▶ **Problem requirements**: Return the listing below word for word, keeping every line unchanged.

[Pointing dataset listing]
-=-=-=-=-

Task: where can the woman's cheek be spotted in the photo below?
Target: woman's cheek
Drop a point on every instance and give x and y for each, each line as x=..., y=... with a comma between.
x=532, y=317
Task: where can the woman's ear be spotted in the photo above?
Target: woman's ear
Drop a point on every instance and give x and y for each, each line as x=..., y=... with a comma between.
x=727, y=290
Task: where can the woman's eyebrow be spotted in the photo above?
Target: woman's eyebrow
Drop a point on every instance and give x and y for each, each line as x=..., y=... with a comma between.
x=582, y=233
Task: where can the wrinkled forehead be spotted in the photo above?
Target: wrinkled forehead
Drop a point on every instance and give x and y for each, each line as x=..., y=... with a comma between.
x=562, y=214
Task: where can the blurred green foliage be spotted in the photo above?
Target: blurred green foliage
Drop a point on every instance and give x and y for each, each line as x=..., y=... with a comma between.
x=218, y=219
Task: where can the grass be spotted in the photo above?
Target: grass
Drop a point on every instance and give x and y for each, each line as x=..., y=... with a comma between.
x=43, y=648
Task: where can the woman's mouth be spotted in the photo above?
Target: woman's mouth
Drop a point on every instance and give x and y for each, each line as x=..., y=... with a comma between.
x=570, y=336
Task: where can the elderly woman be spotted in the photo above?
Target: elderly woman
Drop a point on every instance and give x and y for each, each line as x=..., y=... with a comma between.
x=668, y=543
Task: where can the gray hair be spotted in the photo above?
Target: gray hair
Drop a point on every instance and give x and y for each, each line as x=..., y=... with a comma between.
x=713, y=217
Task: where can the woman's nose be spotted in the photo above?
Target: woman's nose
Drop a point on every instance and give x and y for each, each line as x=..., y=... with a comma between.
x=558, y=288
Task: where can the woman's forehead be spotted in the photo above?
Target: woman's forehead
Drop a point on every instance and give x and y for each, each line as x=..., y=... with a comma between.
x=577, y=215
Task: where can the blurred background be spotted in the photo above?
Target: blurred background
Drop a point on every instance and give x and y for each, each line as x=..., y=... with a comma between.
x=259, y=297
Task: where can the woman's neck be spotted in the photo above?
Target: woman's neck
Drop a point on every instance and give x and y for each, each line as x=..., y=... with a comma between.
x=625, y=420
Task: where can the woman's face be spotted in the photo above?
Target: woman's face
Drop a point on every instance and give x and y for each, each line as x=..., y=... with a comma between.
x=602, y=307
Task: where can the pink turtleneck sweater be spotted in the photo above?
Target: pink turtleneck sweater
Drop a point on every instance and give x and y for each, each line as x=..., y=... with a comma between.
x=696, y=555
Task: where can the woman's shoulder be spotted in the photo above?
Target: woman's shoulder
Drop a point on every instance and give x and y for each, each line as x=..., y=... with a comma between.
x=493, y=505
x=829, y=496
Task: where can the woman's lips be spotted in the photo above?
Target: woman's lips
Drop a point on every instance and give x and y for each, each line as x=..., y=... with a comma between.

-=-=-=-=-

▶ **Response**:
Task: where can the woman's cheek be spotted in the photo below?
Target: woman's cheek
Drop a point on every instance and give x and y for each, each line as x=..., y=... with a comma between.
x=532, y=317
Task: where can the woman's ear be spotted in the photo above?
Target: woman's ear
Drop a point on every instance and give x and y for each, each line as x=..., y=... with a comma between.
x=727, y=290
Task: where can the woman's eyebrow be spotted in the photo above?
Target: woman's eyebrow
Drop a point on every instance and give x and y for each, each line as x=..., y=... with a comma between.
x=582, y=233
Task: where can the wrinkled forehead be spotted in the photo above?
Target: wrinkled forehead
Drop a point on every instance and give x and y for each, each line as x=..., y=... with a comma between.
x=562, y=214
Task: where can the blurred green foliage be spotted in the photo above?
Target: blurred green foliage
Drop a point on every instance and give x and y for each, each line as x=..., y=... with a comma between.
x=218, y=219
Task: where can the grass be spotted in the photo above?
Target: grass
Drop a point on every instance and give x and y for each, each line as x=..., y=... with a comma between.
x=43, y=648
Task: where can the woman's mouth be spotted in the photo above?
Target: woman's mouth
Drop a point on every instance and give x and y for each, each line as x=..., y=... with a comma between.
x=570, y=336
Task: where can the elderly woman be spotted in the photo above?
Target: elderly woman
Drop a point on every instance and give x and y for each, each line as x=..., y=... with a comma between.
x=668, y=543
Task: where can the gray hair be spotted in the photo above?
Target: gray hair
Drop a point on every instance and give x and y for each, each line as x=..., y=... with a comma between.
x=713, y=217
Task: where can the woman's nose be spotted in the photo above?
Target: woman's nose
Drop a point on every instance and give x and y for each, each line as x=..., y=... with a comma between.
x=558, y=288
Task: where can the woman's forehead be spotted in the photo above?
Target: woman's forehead
Drop a point on every instance and give x and y for each, each line as x=..., y=... with a comma between.
x=577, y=215
Task: where can the blurred background be spotted in the photo above?
Target: blurred background
Drop a point on every instance and give x and y for each, each line as x=..., y=... with a comma between.
x=259, y=297
Task: where can the woman's neck be spotted in the photo above?
Target: woman's neck
Drop a point on every instance and give x and y for each, each line as x=..., y=... with a comma between.
x=625, y=420
Task: where can the woman's face be spotted in the photo above?
Target: woman's face
Drop a point on every instance and give x and y for each, each line as x=..., y=... with a comma between.
x=602, y=307
Task: where can the pink turtleneck sweater be spotted in the photo above?
Target: pink turtleneck sweater
Drop a point on every instance and give x and y for each, each line as x=..., y=... with a comma between.
x=696, y=555
Task: where can the woman's shoulder be spotted in the photo above?
Target: woman's shoulder
Drop a point on every instance and give x and y for each, each line as x=..., y=... with a comma between.
x=493, y=505
x=829, y=496
Task: where can the woman's lips be spotted in the photo above?
Target: woman's lips
Drop a point on every instance and give x and y for each, each line as x=..., y=... with a comma between.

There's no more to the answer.